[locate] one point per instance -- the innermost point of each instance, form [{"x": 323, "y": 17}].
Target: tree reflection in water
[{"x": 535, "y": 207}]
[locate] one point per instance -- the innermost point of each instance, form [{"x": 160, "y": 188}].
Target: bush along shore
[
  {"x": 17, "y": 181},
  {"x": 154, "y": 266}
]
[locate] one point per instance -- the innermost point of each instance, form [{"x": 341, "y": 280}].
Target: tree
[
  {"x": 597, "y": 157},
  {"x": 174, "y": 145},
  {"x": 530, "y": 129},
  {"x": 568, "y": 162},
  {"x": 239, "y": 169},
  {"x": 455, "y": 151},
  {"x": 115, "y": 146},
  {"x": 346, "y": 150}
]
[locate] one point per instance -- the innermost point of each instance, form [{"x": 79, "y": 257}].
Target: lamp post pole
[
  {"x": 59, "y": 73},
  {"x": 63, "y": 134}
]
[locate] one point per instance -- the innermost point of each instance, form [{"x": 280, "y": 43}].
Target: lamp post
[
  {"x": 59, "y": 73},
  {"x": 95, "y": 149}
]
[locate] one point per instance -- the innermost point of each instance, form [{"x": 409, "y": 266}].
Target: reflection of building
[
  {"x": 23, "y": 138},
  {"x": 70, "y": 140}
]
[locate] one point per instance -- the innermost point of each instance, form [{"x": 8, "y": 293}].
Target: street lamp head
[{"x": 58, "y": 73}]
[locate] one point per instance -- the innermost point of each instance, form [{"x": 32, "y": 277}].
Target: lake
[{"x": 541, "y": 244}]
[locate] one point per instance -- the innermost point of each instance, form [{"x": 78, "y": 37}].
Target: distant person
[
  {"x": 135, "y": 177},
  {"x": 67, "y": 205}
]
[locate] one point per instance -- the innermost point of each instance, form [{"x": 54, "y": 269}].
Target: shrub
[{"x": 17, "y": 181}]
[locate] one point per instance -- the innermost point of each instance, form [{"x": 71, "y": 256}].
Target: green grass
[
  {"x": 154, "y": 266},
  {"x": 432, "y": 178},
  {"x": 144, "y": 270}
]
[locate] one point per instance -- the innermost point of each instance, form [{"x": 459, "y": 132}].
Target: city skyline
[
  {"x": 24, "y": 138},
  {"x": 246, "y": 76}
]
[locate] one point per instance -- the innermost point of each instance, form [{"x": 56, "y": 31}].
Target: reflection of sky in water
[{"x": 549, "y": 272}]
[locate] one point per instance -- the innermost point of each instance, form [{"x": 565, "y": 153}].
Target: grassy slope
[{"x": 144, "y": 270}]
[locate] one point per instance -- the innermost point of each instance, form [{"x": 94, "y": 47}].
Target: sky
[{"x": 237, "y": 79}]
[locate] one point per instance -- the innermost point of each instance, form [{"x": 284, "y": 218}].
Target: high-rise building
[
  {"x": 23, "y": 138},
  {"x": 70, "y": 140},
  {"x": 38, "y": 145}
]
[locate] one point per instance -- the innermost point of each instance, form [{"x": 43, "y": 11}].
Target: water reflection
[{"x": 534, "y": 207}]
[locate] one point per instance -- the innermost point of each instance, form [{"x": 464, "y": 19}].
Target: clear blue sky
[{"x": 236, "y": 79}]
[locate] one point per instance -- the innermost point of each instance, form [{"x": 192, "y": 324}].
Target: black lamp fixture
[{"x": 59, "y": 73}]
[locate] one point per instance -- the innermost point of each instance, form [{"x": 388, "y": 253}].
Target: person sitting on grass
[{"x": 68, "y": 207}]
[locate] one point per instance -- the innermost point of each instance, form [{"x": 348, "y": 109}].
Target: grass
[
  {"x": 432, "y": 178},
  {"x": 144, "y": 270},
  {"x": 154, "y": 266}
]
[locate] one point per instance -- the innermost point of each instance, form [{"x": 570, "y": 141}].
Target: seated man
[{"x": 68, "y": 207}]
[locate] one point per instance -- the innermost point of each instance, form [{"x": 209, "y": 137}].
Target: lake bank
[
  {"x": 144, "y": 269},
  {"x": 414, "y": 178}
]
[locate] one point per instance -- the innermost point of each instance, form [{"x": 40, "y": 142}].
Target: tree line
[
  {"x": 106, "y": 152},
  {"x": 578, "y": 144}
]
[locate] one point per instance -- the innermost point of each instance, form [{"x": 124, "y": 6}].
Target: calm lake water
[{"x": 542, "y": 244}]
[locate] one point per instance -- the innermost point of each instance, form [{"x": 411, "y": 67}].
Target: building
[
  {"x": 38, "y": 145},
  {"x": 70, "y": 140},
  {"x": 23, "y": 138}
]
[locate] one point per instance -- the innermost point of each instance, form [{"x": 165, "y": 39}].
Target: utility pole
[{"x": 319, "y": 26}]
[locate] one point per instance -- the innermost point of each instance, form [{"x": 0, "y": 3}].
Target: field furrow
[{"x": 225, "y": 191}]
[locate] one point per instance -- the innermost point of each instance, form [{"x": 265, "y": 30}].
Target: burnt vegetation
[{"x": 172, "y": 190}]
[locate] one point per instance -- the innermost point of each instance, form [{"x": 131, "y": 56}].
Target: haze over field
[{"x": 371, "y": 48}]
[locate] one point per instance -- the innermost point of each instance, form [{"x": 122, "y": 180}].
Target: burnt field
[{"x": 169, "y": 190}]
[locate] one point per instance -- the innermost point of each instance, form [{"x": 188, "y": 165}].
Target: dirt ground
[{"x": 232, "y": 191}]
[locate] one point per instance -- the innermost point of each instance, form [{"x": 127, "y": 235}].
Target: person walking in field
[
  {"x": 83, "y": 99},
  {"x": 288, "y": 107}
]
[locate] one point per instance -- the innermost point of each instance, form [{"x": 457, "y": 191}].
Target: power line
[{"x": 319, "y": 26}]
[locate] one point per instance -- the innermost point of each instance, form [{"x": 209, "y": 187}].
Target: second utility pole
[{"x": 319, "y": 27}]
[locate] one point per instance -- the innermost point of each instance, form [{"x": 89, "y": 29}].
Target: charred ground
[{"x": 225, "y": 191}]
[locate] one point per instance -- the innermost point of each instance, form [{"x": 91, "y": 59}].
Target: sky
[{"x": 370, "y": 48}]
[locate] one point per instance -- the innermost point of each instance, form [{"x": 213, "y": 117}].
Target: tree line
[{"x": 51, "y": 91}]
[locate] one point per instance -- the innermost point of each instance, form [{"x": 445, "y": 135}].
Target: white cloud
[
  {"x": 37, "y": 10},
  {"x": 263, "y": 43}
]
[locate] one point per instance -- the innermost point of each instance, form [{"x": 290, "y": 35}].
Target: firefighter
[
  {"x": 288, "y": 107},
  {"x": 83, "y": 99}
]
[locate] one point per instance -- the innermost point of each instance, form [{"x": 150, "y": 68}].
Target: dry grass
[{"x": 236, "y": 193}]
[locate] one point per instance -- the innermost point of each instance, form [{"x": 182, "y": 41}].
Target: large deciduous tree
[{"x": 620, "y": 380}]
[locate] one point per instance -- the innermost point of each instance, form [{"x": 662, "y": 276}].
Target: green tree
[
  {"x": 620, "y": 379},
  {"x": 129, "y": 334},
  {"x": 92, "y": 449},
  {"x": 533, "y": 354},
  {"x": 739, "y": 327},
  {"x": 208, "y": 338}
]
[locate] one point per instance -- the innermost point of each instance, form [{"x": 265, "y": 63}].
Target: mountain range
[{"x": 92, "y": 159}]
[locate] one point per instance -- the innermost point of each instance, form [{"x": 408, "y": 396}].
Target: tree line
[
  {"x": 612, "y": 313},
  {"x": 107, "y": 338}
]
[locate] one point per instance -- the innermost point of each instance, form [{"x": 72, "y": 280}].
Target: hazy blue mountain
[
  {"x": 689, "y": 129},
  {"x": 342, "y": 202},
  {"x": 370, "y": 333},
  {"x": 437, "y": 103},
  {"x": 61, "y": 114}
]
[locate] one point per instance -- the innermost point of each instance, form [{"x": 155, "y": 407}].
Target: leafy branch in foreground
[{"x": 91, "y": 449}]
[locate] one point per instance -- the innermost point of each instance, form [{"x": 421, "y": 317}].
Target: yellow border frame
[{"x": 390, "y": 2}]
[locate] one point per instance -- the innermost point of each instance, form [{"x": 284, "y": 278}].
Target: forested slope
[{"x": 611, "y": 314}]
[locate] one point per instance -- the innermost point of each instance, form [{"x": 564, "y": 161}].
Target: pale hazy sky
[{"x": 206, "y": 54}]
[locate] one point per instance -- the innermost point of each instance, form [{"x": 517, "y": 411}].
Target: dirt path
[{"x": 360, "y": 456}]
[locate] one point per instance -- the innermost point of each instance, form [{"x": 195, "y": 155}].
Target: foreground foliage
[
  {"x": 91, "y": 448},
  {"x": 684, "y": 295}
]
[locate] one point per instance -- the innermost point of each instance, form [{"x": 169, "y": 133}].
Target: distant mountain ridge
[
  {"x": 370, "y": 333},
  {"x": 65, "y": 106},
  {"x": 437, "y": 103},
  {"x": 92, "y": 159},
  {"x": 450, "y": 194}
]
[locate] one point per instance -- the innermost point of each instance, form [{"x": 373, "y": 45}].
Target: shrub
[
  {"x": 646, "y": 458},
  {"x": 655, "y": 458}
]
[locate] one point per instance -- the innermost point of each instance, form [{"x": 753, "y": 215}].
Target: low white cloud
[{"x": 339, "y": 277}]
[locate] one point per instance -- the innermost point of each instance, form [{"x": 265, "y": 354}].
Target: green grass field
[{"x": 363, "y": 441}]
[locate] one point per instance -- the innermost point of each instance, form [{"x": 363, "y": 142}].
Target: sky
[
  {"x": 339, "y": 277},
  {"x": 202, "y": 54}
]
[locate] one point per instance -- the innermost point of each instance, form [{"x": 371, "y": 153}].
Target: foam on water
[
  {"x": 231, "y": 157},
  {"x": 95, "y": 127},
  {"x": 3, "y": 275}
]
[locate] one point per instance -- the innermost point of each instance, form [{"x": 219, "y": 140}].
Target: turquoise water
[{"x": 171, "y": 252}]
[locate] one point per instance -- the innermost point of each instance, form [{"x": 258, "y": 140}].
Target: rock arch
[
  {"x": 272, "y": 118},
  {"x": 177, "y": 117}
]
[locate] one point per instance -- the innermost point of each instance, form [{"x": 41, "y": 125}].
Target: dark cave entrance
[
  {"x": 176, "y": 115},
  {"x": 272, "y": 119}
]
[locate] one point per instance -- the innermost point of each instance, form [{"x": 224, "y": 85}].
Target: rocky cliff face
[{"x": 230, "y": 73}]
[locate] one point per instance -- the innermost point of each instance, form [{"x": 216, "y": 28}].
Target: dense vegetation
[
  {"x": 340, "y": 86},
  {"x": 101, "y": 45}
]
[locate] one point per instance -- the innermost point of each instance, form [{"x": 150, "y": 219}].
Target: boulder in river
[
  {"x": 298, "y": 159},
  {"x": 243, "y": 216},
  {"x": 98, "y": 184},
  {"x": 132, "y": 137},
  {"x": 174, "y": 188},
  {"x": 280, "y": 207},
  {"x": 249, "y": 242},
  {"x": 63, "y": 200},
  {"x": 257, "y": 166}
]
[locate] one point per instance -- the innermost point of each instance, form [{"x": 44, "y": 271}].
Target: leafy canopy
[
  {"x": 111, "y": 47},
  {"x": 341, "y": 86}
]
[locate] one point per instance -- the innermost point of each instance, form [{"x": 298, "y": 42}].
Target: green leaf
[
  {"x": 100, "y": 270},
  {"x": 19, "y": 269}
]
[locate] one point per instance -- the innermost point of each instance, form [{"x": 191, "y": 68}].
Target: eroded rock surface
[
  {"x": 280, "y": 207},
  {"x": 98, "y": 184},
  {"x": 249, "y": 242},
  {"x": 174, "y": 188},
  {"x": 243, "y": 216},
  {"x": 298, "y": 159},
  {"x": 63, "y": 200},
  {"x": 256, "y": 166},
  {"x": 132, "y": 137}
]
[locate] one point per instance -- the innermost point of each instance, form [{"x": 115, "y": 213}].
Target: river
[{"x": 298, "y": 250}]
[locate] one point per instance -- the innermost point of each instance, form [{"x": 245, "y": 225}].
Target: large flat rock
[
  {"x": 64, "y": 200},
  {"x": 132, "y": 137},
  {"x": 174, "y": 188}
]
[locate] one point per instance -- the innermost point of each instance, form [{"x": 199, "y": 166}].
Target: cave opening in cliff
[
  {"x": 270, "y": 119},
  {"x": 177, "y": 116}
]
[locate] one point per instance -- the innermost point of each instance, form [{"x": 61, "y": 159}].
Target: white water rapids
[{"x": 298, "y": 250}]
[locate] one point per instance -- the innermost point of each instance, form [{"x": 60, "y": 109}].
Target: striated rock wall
◇ ◇ ◇ ◇ ◇
▶ Objective: From the entries above, copy each line that contains the word "cliff".

▶ Solution to this problem:
Target: rocky cliff face
Target: cave opening in cliff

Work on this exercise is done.